Records of labeled points:
[Start]

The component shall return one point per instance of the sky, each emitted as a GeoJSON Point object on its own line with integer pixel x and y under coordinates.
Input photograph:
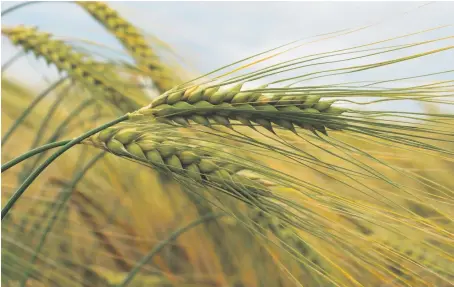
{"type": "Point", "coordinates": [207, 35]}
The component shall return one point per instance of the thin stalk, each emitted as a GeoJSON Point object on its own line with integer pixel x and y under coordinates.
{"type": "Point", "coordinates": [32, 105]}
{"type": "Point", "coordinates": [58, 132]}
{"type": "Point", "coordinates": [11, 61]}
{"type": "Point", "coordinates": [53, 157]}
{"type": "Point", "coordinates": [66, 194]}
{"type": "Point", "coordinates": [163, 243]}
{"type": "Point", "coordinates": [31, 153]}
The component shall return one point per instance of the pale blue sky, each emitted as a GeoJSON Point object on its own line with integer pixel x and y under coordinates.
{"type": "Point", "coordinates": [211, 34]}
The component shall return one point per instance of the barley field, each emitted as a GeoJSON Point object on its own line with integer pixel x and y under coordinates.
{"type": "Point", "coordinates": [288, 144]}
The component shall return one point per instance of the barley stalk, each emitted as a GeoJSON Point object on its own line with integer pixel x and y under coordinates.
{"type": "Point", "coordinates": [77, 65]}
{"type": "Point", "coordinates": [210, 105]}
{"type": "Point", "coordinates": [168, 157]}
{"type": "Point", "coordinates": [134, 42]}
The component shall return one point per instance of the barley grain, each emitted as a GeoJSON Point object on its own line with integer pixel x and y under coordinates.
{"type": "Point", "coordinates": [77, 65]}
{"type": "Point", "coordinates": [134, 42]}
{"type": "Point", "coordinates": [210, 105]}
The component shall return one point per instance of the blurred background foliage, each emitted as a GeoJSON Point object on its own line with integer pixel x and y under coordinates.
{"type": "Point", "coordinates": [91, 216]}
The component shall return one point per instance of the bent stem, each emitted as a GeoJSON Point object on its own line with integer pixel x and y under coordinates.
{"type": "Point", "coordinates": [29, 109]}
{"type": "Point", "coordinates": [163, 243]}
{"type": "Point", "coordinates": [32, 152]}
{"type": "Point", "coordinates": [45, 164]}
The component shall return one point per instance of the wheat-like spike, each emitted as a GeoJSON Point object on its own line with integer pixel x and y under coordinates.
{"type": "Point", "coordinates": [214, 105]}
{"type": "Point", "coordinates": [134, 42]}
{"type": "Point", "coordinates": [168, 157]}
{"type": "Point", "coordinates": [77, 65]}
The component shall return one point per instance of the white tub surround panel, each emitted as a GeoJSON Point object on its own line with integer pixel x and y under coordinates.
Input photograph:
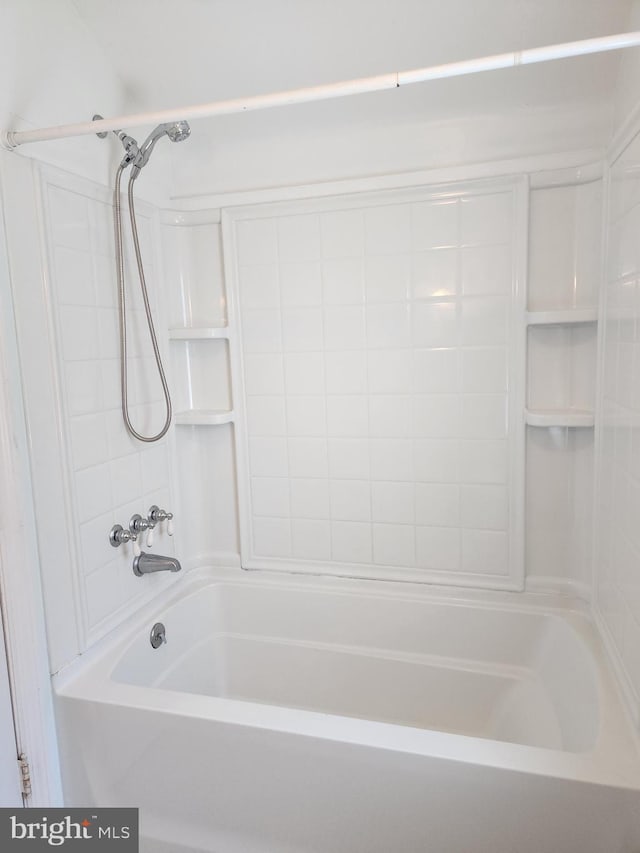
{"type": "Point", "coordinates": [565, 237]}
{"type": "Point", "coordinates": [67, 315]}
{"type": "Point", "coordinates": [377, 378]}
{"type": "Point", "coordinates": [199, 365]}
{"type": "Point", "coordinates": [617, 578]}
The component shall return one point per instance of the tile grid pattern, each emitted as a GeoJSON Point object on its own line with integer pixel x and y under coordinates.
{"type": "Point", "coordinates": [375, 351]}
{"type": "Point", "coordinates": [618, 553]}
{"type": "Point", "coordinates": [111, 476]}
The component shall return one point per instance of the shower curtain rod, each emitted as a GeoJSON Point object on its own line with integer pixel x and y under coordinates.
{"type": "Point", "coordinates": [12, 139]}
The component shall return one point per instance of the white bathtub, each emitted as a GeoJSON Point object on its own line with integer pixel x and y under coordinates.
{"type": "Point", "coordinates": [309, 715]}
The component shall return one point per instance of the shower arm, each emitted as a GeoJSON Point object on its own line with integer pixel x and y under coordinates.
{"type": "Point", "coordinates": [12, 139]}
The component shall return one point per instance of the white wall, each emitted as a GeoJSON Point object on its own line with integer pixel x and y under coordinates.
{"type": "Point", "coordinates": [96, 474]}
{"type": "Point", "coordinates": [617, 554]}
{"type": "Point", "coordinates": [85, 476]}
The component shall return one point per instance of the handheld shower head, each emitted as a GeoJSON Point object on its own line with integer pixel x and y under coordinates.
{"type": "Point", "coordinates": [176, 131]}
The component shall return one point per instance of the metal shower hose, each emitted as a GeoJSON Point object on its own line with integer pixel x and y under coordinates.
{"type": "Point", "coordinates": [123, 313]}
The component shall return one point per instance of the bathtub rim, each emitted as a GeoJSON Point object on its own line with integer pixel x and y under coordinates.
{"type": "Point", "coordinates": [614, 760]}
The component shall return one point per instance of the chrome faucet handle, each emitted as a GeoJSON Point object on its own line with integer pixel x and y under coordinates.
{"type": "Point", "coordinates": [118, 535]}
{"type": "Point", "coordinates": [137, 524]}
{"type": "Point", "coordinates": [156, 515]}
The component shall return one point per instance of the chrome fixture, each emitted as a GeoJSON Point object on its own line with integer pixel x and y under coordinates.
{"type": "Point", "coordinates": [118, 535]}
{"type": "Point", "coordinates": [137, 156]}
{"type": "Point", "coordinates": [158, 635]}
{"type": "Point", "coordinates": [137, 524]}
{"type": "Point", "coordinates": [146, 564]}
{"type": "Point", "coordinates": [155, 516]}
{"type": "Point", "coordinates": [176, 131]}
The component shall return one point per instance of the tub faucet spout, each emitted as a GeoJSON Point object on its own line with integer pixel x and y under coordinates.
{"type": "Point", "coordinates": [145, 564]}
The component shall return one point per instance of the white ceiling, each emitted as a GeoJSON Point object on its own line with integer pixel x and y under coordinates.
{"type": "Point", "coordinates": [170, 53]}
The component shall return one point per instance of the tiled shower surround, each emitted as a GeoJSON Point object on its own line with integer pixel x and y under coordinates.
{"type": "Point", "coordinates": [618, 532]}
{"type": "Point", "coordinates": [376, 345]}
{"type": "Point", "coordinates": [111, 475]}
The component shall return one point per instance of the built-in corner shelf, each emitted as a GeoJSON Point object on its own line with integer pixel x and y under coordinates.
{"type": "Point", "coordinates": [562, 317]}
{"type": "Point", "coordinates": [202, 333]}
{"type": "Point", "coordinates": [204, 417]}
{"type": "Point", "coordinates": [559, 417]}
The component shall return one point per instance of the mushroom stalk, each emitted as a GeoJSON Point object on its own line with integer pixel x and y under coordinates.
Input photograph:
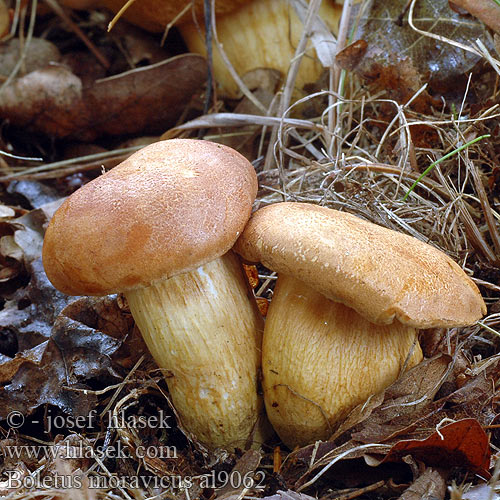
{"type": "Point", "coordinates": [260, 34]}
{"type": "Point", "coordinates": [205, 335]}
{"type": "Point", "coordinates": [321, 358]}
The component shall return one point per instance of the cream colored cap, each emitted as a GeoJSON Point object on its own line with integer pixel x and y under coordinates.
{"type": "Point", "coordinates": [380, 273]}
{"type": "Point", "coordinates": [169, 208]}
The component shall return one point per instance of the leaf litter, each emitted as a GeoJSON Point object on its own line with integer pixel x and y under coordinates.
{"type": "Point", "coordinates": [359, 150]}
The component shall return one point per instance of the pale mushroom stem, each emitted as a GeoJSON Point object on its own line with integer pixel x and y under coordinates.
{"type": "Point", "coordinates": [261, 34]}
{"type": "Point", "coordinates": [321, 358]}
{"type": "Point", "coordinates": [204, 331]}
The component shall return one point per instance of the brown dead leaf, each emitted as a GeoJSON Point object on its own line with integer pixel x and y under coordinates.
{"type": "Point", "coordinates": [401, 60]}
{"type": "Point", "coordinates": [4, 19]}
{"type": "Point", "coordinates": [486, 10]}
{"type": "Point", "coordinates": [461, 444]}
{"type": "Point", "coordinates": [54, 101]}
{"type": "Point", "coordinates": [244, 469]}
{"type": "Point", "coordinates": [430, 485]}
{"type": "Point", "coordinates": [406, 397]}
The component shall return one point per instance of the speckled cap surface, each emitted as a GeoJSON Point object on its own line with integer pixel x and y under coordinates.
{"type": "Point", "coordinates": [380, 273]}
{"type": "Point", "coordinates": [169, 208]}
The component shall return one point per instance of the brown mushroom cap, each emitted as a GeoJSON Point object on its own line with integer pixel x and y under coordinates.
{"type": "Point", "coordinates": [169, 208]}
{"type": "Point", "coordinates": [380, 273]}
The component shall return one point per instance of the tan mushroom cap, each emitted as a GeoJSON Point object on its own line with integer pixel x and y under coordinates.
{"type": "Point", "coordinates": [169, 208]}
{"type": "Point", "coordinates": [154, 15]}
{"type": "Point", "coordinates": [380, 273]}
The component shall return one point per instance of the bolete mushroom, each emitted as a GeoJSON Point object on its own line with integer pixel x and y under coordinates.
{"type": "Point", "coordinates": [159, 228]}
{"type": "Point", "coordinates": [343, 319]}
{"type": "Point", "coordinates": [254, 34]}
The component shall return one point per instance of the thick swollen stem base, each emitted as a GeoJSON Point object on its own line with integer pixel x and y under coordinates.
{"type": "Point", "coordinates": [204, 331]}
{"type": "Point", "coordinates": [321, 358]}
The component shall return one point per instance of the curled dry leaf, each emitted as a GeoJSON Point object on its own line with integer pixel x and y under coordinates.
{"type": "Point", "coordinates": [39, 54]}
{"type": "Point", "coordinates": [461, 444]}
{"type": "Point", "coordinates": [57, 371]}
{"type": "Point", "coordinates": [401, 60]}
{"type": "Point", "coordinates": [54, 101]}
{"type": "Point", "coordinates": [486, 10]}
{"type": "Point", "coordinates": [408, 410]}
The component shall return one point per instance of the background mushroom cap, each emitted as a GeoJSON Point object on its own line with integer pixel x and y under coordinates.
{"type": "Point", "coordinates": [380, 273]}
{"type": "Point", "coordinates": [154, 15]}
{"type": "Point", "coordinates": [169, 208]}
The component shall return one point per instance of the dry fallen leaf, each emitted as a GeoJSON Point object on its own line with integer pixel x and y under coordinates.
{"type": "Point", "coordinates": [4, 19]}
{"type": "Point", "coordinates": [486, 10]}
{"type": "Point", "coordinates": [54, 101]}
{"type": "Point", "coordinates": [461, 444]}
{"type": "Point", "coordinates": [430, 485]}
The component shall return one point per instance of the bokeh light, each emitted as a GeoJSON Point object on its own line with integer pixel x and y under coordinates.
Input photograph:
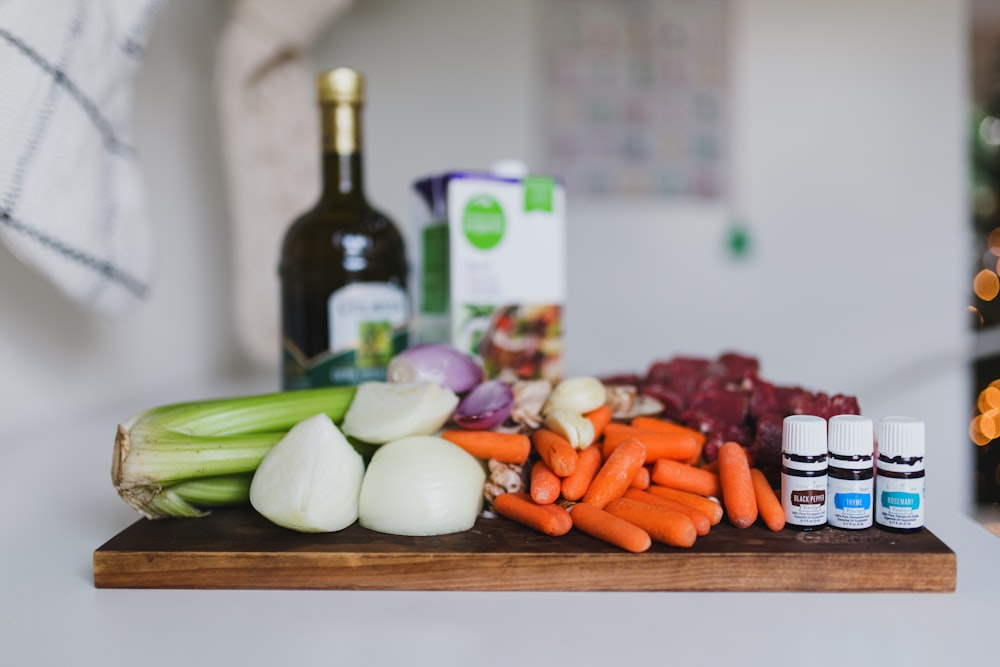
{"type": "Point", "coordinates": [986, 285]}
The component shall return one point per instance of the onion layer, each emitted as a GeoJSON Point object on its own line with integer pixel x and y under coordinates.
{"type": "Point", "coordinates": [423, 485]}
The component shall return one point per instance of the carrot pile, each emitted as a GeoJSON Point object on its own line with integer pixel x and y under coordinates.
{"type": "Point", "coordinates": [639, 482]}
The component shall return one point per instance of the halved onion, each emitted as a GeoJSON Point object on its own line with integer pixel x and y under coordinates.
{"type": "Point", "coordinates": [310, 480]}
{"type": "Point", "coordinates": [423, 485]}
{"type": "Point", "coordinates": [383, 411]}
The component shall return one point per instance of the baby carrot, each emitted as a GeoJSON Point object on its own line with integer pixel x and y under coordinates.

[End]

TO BE DONE: In the stretch from the line containing "The component shall return one point per instance of the halved" through the end of the data, swap "halved onion" for "sliced onion" and reproduce those lines with no other change.

PROBLEM SOLUTION:
The component shall return one point per instance of the sliced onion, each emitted as a GeoJSON Point object on its own line with integer pixel x and y under coordinates.
{"type": "Point", "coordinates": [310, 480]}
{"type": "Point", "coordinates": [423, 485]}
{"type": "Point", "coordinates": [383, 411]}
The component shall return one point per instance of the baby carrot, each emitted as a GeoJSON Point object on its own line with integer pixel x and y under coordinates.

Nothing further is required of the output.